• [About this exercise]:
Leave every picture behind and copy the rest of the entries below exactly.

Region pointing data
== Segment start ==
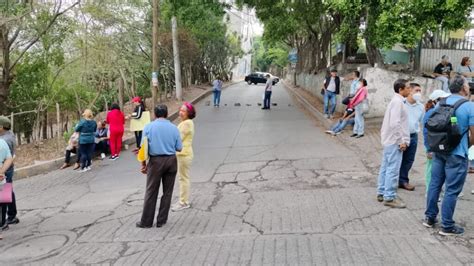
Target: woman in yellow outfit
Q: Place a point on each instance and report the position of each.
(185, 157)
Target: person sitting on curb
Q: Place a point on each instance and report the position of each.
(72, 147)
(347, 119)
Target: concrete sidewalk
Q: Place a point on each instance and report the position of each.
(269, 187)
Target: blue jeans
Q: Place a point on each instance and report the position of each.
(450, 170)
(408, 159)
(217, 97)
(86, 151)
(9, 208)
(389, 172)
(341, 124)
(359, 120)
(329, 96)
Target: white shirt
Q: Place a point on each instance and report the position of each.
(416, 112)
(395, 128)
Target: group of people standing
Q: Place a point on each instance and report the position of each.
(446, 167)
(170, 153)
(90, 136)
(356, 101)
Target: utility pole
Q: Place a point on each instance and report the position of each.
(155, 56)
(177, 63)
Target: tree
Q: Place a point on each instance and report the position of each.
(23, 26)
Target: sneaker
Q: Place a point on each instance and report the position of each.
(429, 222)
(13, 220)
(380, 198)
(179, 207)
(395, 203)
(5, 227)
(455, 231)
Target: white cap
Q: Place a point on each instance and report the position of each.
(436, 94)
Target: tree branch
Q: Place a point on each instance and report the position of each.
(42, 33)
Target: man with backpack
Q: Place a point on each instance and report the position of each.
(395, 136)
(448, 137)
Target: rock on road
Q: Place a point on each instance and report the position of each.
(268, 187)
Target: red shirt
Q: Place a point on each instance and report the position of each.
(116, 120)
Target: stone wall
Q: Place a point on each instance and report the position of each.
(380, 85)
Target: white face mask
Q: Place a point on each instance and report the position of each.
(418, 97)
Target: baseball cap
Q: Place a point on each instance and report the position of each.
(436, 94)
(5, 122)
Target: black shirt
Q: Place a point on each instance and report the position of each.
(442, 69)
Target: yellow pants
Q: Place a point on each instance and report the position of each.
(184, 167)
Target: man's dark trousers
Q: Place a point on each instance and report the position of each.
(160, 169)
(9, 208)
(266, 100)
(408, 159)
(448, 170)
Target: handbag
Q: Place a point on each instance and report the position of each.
(6, 191)
(365, 106)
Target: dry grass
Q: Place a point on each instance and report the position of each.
(30, 154)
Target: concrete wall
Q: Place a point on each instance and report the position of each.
(431, 57)
(380, 85)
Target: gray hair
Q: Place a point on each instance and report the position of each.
(457, 84)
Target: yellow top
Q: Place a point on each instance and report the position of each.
(186, 130)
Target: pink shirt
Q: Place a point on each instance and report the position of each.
(360, 96)
(395, 129)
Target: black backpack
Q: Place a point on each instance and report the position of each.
(443, 133)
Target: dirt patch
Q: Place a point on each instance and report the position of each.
(33, 153)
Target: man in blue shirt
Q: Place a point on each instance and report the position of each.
(164, 141)
(451, 168)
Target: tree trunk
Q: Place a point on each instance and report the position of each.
(120, 93)
(373, 55)
(5, 78)
(45, 125)
(155, 47)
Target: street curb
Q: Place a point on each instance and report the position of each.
(369, 122)
(48, 166)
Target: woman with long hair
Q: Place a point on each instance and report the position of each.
(86, 128)
(116, 120)
(185, 157)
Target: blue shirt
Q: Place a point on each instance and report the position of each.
(163, 138)
(415, 116)
(465, 116)
(425, 130)
(354, 84)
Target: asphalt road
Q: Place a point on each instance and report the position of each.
(268, 187)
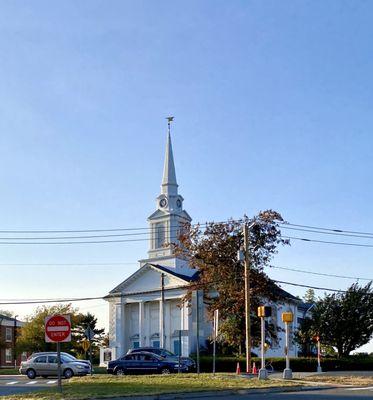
== Segment end ==
• [Answer below]:
Target: woman in yellow outfit
Q: Place a point on each instance and report the position of each.
(185, 157)
Target: person sitting on curb
Q: Place a point on each instance and report the position of each.
(72, 147)
(347, 119)
Target: concrete sidewalk
Q: Place a point on each instance and report the position of each.
(269, 187)
Target: blue jeans
Q: Place a point on each instance and report the position of each.
(450, 170)
(408, 159)
(217, 97)
(86, 151)
(9, 208)
(389, 172)
(341, 124)
(359, 120)
(329, 96)
Target: white shirt
Q: Place a point on each instance and report the position of each.
(416, 112)
(395, 128)
Target: group of people standing
Q: Place a point on each instance and report the position of each.
(446, 167)
(170, 153)
(90, 136)
(356, 101)
Target: utility pole
Q: Place a point on each instance and report the position of each.
(155, 56)
(177, 63)
Target: tree
Q: Place a point on each instance and report the position of each.
(23, 26)
Target: sneaker
Q: Place a point on each instance and report the position of each.
(429, 222)
(13, 220)
(380, 198)
(179, 207)
(395, 203)
(5, 227)
(455, 231)
Target: white cap
Q: Place a point on each instance and report the position of each.
(436, 94)
Target: tree branch
Q: Place a point on each instance and report the position of each.
(42, 33)
Target: man with backpack
Q: Place a point on each instance and report the position of each.
(395, 136)
(448, 137)
Target: rock on road
Q: Place a point on each instance and report the position of each.
(268, 187)
Target: red shirt
Q: Place a point on each instance and report the position of each.
(116, 120)
Target: stone wall
Q: Place a point on each instance and report the position of each.
(380, 85)
Target: white face mask
Q: Place a point on each instance and report the position of each.
(418, 97)
Target: baseball cap
Q: Place a point on each instance and report the position of each.
(436, 94)
(5, 122)
Target: black shirt
Q: Place a point on each instance and report the position of each.
(442, 69)
Target: yellow pants
Q: Place a point on each instance and report the position of each.
(184, 167)
Target: man's dark trousers
Q: Place a point on each instance and report the position of each.
(160, 169)
(9, 208)
(266, 100)
(408, 159)
(448, 170)
Target: handbag
Q: Place a point on each instance and report the position of each.
(6, 191)
(365, 106)
Target: dry grass
Q: Place a point on each instance and report the position of each.
(30, 154)
Target: concrete wall
Q: Place a point on each instance and report the position of each.
(431, 57)
(380, 85)
Target: gray hair
Q: Place a point on each instance and report the position of each.
(457, 84)
Target: yellow top
Q: Place a point on each instance and report the position of each.
(186, 130)
Target: pink shirt
Q: Place a point on each instance and report the position of each.
(360, 96)
(395, 129)
Target: black backpack
Q: Place a point on each instance and report the position of each.
(443, 133)
Target: dirt patch
Q: Place a point on each instance and report the position of each.
(33, 153)
Target: man in blue shirt
Q: Place a point on each instance and report the position of each.
(164, 141)
(451, 168)
Target: tree trunk
Q: Place a point on each instance and report the position of each.
(120, 93)
(373, 55)
(5, 78)
(45, 125)
(155, 47)
Target: street curb
Q: Place a point on each instance and report the position of each.
(369, 122)
(48, 166)
Target: woman with long hair
Q: Place a point on each instance and report the position of each.
(86, 128)
(116, 120)
(185, 157)
Target: blue shirt
Q: Place a point on each instance and report the position of each.
(163, 138)
(415, 116)
(465, 116)
(425, 130)
(354, 84)
Target: asphalt road
Q: Place a point on each instance and report the position of each.
(268, 187)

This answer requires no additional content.